▶ PROBLEM TO SOLVE: Reproduce verbatim every line of the data below, beginning with the line that contains "Objective — one dot on each instance of the cream" and continuing through the final line, with both ends included.

▶ DATASET ENTRIES:
────────────────
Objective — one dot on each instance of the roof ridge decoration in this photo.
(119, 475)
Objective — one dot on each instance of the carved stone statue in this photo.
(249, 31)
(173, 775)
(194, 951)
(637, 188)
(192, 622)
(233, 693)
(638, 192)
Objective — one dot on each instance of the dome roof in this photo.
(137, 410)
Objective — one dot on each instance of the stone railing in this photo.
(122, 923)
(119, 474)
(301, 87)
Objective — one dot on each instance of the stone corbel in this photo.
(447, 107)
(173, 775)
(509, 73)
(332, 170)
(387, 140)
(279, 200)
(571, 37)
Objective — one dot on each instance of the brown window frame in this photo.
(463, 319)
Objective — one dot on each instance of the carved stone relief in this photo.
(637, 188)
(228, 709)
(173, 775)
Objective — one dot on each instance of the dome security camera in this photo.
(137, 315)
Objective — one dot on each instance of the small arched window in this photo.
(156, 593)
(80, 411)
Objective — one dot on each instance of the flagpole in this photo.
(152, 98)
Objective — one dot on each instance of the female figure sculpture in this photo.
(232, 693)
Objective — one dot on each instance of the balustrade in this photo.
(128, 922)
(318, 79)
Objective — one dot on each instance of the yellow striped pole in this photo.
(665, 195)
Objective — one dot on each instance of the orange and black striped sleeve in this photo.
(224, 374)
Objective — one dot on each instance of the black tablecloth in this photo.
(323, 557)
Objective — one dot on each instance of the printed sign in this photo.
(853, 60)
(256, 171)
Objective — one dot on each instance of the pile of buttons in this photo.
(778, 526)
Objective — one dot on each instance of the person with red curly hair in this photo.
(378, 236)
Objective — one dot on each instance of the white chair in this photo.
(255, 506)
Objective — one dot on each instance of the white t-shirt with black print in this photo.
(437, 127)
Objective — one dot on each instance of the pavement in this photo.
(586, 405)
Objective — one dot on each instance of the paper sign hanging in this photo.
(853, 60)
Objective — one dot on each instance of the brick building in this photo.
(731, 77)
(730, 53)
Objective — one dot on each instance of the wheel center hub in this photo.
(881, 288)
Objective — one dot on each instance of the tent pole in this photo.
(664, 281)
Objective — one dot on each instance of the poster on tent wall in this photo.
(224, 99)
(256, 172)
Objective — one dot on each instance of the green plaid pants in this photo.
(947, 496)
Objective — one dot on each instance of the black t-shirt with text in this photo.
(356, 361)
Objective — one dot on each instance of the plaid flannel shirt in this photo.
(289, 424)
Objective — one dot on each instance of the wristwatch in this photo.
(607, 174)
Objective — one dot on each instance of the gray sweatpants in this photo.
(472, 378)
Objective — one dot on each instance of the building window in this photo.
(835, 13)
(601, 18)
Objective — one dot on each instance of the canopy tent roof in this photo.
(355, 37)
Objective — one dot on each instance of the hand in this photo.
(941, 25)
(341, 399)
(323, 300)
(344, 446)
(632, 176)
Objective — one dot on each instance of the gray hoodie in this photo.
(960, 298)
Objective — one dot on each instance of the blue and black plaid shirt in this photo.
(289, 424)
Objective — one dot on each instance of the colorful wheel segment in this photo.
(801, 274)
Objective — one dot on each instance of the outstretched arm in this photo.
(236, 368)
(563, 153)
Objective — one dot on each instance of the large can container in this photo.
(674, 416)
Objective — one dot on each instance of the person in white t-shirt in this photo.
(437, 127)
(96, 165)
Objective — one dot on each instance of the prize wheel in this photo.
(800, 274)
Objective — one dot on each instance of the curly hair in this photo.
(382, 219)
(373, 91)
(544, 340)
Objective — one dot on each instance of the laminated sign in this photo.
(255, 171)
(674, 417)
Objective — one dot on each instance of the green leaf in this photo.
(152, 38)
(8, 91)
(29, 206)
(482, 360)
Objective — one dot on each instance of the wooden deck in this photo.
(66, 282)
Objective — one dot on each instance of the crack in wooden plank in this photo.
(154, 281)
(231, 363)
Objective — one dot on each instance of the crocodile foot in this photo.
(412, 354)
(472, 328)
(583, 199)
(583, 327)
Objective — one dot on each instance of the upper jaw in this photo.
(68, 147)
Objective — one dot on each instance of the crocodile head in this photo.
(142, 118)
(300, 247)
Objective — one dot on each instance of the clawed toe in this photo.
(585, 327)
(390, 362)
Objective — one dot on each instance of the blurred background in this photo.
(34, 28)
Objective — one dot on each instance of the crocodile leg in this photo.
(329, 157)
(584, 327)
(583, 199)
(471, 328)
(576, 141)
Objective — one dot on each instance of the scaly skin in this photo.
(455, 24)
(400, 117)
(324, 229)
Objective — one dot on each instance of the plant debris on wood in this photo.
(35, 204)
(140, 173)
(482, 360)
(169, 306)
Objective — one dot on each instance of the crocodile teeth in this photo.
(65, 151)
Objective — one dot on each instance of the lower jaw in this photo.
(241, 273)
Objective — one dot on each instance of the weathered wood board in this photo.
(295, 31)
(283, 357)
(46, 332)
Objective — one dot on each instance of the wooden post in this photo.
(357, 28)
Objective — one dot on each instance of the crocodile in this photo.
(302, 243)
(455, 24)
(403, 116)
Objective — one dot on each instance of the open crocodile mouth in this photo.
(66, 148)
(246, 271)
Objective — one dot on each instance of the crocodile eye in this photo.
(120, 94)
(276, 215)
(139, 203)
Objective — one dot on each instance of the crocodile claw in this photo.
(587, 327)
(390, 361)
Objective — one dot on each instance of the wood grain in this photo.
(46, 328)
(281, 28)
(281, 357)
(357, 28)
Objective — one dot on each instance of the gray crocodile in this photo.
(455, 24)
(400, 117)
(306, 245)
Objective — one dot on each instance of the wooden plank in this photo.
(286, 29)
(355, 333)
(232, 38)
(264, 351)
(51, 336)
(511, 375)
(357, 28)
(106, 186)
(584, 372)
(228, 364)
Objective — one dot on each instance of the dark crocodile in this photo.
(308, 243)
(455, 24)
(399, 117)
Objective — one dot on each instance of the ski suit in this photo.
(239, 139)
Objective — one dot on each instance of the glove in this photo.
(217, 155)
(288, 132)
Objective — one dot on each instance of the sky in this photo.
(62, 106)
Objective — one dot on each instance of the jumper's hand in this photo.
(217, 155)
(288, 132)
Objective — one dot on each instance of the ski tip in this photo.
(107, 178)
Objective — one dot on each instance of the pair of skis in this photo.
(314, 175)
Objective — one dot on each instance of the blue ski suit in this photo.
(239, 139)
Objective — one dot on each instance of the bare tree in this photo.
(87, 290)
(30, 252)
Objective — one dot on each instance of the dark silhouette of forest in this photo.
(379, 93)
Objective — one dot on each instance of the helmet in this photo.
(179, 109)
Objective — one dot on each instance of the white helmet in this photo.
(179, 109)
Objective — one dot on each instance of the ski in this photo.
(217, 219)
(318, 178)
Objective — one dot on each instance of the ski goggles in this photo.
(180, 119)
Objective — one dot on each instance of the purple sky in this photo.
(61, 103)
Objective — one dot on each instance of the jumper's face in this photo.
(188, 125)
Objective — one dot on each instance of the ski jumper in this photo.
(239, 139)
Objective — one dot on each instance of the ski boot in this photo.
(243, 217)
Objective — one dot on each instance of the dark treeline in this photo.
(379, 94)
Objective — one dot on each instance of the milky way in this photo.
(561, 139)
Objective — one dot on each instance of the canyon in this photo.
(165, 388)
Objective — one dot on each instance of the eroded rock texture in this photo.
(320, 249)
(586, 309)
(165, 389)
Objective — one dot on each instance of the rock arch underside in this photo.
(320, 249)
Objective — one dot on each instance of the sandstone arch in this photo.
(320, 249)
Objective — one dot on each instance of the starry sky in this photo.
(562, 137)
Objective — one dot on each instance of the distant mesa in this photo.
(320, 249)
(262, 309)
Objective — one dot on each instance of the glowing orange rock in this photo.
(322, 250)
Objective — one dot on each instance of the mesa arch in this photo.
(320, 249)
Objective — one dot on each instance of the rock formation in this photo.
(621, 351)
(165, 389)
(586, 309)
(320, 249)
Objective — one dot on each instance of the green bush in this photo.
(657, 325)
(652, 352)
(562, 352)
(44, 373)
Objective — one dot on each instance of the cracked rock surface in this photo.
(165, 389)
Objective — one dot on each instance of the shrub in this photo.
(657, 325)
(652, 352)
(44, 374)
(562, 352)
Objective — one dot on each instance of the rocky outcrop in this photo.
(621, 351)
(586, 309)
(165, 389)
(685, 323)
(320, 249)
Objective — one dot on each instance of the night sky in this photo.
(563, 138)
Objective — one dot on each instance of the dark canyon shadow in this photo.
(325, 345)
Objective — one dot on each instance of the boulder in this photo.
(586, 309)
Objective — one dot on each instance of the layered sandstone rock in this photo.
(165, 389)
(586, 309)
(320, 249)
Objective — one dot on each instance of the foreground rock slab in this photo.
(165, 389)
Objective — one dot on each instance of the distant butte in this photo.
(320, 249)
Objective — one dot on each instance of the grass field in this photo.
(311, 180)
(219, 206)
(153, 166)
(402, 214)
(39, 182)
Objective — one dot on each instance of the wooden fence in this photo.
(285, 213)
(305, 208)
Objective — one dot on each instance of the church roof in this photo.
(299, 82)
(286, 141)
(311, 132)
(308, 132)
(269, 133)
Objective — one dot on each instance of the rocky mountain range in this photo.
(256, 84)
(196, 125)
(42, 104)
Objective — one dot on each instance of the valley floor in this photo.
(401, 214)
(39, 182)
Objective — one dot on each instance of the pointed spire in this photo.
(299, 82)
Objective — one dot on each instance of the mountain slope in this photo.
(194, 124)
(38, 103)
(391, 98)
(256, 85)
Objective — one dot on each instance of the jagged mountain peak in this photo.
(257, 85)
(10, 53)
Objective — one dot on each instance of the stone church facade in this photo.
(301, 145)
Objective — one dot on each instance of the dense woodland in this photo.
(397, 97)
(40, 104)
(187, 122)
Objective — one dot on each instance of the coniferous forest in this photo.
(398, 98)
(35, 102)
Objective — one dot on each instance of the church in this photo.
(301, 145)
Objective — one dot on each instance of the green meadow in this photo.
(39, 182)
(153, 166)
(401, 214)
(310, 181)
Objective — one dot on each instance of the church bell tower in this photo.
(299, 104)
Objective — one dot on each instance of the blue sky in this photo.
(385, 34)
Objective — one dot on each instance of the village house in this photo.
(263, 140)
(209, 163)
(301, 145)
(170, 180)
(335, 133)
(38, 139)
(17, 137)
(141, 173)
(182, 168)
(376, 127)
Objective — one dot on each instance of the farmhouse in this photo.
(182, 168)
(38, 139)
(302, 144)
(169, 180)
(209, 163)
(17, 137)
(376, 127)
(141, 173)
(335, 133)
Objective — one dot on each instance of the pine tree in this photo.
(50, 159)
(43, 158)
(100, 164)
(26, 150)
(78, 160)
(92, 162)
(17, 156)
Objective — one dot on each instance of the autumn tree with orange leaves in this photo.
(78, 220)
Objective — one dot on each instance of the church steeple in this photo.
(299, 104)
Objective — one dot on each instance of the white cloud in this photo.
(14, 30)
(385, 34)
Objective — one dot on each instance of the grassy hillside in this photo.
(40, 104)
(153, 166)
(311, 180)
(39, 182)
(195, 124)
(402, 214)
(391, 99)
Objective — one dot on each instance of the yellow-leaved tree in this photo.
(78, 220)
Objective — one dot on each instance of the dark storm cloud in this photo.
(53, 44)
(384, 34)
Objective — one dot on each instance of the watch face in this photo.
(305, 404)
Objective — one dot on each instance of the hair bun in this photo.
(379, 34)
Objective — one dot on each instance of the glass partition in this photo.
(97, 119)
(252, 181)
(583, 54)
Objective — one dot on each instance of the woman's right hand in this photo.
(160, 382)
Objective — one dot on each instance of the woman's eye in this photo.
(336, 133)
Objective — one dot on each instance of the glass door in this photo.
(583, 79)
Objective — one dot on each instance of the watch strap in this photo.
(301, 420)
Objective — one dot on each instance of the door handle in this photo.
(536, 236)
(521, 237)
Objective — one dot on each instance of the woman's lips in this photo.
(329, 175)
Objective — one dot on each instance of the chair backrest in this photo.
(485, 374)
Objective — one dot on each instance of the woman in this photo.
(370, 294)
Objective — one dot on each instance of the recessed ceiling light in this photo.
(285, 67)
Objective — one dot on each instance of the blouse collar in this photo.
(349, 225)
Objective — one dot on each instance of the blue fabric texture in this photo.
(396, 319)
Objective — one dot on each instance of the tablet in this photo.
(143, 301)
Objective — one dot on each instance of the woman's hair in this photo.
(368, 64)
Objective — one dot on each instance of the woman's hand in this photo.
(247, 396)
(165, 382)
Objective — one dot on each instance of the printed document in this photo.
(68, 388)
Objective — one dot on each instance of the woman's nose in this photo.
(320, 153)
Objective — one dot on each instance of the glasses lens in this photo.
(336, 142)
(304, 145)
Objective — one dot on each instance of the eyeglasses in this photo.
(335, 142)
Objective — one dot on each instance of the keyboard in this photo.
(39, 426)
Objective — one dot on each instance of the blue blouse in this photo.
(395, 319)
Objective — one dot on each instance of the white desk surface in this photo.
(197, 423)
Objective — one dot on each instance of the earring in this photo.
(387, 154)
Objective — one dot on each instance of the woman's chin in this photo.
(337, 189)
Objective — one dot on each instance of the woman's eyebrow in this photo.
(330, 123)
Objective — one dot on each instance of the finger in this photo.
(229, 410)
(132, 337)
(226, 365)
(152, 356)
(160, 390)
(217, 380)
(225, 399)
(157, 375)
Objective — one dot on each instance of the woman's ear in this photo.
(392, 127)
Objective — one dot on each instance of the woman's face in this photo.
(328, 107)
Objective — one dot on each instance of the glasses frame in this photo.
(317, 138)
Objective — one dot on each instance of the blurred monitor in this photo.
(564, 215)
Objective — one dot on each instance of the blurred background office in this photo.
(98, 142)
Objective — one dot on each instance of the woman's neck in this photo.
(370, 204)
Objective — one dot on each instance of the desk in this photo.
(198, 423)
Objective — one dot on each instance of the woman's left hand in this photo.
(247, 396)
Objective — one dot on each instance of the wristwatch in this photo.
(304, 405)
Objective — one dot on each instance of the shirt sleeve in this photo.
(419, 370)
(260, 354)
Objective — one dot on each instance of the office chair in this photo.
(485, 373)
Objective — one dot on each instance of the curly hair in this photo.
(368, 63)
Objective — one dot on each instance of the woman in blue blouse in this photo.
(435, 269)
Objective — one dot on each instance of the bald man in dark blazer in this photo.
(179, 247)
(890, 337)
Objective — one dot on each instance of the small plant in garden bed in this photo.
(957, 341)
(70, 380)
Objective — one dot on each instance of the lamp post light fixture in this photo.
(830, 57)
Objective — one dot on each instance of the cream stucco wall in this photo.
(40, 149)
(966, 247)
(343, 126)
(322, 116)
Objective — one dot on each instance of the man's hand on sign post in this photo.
────────────────
▶ EXPECTED OUTPUT:
Objective — one dot on each instance of the cream stucco wall in this photo.
(40, 149)
(966, 247)
(343, 126)
(322, 116)
Objective — one dot on each instance of the man's hand on sign post in this photo.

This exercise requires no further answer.